Exercise details — Retype each of the following entries exactly as it appears, line for line.

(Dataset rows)
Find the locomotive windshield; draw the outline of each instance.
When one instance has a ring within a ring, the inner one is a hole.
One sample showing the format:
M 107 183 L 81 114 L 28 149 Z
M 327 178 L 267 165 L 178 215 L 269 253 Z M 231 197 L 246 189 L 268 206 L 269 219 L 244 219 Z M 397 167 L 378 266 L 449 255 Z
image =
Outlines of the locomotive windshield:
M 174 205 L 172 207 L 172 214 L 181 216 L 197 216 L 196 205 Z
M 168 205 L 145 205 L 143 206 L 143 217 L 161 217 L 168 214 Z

Complete answer —
Find the locomotive windshield; draw the outline of each instance.
When one instance has a ring within a ring, the inner one is a hole.
One sample showing the format:
M 107 183 L 81 114 L 28 149 Z
M 327 178 L 267 165 L 178 215 L 269 253 Z M 231 197 L 246 189 L 268 206 L 269 219 L 244 219 Z M 397 167 L 378 266 L 449 255 Z
image =
Outlines of the locomotive windshield:
M 174 205 L 172 207 L 172 214 L 181 216 L 197 216 L 196 205 Z
M 168 205 L 145 205 L 143 206 L 143 217 L 161 217 L 168 214 Z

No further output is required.